(Records)
★ ★ ★ ★ ★ ★ ★

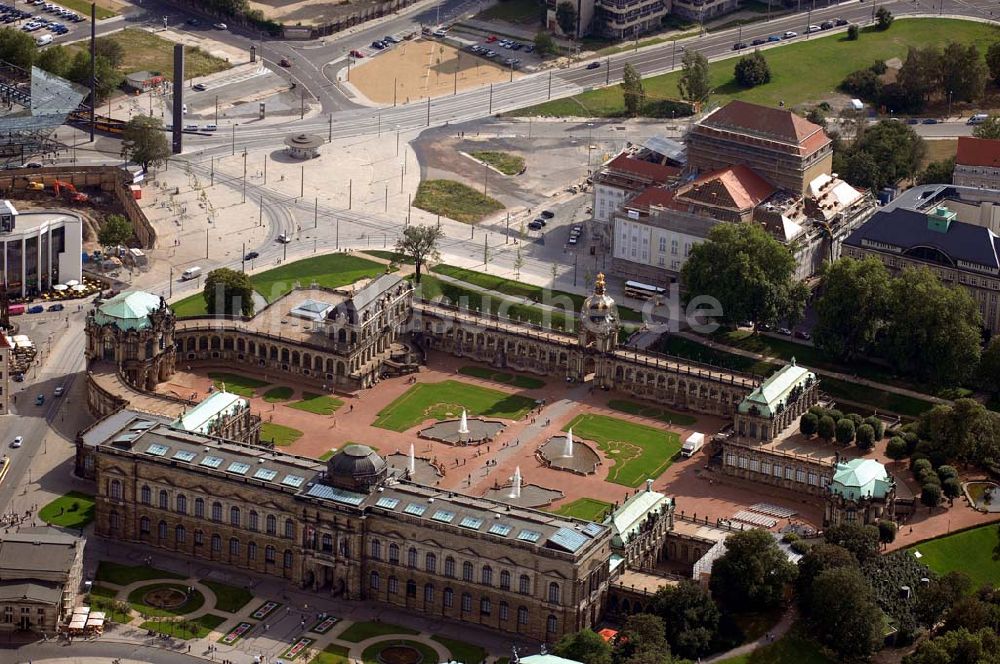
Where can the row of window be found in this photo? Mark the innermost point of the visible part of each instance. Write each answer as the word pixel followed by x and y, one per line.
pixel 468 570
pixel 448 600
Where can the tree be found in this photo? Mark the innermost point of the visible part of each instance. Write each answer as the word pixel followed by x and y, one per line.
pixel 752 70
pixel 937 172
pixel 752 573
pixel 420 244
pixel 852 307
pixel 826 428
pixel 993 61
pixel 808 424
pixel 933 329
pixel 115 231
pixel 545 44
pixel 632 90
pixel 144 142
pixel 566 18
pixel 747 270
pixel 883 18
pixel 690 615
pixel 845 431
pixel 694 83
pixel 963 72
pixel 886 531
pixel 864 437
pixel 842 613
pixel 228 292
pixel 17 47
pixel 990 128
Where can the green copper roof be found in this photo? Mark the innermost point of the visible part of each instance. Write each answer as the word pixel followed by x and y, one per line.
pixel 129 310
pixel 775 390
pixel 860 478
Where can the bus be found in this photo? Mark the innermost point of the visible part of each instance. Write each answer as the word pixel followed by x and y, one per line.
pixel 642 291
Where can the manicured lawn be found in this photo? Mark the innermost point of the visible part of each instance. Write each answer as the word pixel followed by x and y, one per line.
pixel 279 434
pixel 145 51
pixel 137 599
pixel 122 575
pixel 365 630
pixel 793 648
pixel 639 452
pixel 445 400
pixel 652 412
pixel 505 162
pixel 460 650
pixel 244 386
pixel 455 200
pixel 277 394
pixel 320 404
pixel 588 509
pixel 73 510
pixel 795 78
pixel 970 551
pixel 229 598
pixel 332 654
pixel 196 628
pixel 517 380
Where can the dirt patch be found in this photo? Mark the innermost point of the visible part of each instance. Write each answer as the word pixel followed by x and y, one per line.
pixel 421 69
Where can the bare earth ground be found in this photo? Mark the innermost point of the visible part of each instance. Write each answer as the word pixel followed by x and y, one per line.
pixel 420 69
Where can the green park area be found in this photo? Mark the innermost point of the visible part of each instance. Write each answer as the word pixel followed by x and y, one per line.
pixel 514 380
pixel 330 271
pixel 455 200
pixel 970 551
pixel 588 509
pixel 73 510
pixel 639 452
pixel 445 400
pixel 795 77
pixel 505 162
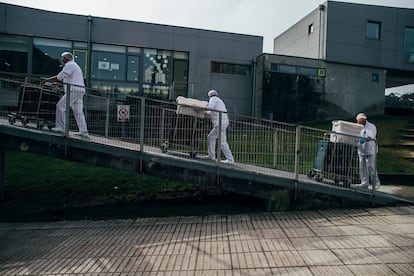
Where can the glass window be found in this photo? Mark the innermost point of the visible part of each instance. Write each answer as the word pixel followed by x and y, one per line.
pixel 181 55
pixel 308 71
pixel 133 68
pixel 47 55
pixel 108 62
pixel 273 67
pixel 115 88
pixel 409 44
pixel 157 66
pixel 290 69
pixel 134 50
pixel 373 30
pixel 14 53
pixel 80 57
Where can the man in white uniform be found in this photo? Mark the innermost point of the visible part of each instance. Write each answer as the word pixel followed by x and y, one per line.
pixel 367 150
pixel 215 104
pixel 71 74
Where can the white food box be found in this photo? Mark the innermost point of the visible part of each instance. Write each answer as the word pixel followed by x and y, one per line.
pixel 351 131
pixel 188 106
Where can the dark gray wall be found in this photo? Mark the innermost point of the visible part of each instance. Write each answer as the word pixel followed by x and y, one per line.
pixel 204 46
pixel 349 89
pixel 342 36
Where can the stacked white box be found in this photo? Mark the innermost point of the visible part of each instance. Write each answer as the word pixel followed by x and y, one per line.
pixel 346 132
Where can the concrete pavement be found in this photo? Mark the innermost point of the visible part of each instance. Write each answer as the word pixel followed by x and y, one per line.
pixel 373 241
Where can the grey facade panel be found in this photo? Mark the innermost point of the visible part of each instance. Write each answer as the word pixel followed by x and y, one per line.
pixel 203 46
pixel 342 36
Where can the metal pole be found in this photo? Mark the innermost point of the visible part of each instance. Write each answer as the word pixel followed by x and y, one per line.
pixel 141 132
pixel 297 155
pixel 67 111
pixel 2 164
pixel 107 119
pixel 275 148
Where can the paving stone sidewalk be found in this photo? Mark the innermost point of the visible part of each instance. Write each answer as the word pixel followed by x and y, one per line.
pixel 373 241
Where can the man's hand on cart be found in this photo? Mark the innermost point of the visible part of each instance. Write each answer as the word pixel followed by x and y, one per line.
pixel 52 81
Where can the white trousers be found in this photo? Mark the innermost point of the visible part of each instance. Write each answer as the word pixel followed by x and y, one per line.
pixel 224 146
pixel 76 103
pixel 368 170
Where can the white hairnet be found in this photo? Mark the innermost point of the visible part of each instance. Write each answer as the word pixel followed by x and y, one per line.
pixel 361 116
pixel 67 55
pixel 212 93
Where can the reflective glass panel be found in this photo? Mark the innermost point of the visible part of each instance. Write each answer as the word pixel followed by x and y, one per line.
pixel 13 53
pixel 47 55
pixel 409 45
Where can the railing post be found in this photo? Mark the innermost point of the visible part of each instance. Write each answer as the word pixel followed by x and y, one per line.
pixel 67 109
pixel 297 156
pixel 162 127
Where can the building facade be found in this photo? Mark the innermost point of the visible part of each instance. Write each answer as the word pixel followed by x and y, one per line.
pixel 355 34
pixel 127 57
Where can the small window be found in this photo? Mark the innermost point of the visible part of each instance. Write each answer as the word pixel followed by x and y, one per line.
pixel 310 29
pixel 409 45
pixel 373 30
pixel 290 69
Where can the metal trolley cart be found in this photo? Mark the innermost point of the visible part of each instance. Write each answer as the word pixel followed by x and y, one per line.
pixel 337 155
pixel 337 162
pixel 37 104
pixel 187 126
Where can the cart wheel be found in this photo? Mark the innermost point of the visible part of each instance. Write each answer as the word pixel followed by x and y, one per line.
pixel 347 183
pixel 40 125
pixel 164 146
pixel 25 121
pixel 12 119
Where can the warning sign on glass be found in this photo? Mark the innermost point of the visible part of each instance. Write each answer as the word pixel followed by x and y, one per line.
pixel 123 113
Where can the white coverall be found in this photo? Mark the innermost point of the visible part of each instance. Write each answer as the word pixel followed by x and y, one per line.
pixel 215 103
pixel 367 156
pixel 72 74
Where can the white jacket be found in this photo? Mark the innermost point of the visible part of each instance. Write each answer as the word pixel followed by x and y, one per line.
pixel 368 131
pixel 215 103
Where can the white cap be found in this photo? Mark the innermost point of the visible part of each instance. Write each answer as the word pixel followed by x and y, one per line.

★ ★ ★ ★ ★ ★ ★

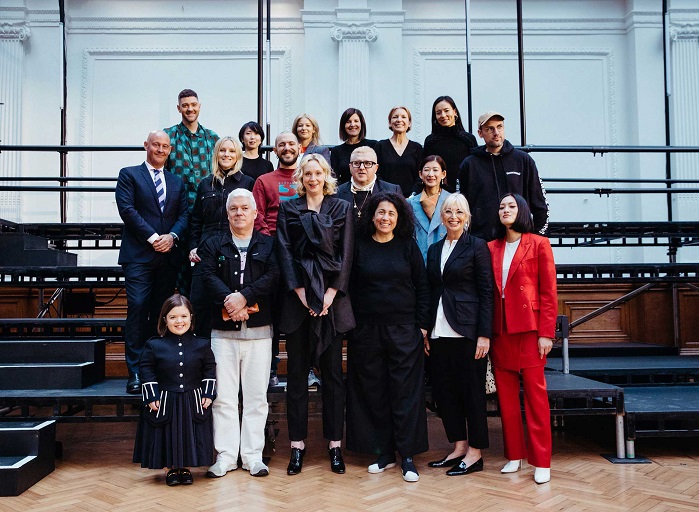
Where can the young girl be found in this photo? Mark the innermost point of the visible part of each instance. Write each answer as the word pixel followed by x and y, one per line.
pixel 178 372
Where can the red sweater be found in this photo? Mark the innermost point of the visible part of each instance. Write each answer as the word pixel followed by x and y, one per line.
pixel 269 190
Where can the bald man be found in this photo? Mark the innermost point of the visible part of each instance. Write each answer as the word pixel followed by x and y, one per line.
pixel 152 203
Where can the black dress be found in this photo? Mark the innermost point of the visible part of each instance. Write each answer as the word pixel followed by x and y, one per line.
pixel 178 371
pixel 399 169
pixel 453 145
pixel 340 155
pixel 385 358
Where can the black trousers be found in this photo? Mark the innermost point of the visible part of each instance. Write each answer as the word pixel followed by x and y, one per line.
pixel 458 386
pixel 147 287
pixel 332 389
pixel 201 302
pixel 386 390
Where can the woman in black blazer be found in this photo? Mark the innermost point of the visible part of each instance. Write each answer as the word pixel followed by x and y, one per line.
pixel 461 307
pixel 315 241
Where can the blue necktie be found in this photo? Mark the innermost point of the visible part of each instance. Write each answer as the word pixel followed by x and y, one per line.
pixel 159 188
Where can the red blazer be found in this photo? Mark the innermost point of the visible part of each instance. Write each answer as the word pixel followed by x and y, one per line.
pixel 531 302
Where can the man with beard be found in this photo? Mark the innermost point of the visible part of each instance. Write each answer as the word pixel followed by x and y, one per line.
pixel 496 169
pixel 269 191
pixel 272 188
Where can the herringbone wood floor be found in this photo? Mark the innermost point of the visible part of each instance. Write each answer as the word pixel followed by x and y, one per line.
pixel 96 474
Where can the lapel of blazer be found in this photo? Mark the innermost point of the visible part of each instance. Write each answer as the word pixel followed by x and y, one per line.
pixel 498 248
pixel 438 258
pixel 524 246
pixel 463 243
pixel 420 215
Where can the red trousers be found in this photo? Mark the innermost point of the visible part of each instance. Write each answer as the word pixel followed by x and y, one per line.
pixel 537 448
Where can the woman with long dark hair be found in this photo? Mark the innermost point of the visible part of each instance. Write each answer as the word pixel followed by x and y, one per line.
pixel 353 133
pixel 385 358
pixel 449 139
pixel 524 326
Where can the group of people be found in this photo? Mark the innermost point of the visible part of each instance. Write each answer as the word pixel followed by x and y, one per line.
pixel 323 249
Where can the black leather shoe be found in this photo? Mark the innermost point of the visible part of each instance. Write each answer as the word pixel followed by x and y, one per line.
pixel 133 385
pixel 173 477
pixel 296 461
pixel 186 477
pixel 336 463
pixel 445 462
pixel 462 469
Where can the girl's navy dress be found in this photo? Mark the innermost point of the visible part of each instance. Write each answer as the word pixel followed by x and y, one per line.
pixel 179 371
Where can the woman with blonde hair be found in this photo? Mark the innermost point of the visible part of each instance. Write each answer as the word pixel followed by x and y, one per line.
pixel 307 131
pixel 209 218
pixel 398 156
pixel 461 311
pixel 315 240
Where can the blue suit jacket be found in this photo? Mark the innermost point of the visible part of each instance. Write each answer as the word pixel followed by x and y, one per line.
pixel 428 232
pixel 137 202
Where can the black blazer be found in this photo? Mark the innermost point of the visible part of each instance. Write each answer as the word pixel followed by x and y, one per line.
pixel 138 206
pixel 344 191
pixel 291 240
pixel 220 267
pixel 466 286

★ ★ ★ ★ ★ ★ ★

## WHAT THE TASK REQUIRES
Lay out everything from the line containing "Where can the railing" down to the line containing "pixel 162 127" as a numbered list, with both of those lines included and any blank lines omitted.

## REPLY
1. Where can the railing post be found in this photo? Mark the innermost point of the visible part of each instance. Write each answer as the word pixel followed by x and y, one per line.
2. pixel 67 109
3. pixel 297 156
4. pixel 162 127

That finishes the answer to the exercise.